→ EXERCISE INPUT:
^^^^

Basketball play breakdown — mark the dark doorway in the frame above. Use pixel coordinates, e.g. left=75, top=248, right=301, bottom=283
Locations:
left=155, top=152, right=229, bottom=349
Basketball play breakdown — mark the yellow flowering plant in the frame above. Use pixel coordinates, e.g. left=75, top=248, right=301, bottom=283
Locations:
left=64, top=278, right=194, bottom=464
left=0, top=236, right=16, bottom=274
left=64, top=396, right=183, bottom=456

^^^^

→ GOAL OF THE EXERCISE: Update the listing above by changing every "pixel coordinates" to "integer pixel coordinates" and keeping all other wording the same.

→ TASK SOLUTION:
Basketball play breakdown — mark the dark doorway in the frame above. Use integer pixel coordinates, e.g. left=75, top=248, right=301, bottom=283
Locations:
left=155, top=152, right=229, bottom=349
Basketball play breakdown — mark the yellow flowering plant in the frame above. Use integer pixel coordinates, e.g. left=75, top=248, right=301, bottom=283
Locations:
left=64, top=278, right=194, bottom=464
left=0, top=236, right=16, bottom=274
left=64, top=396, right=183, bottom=456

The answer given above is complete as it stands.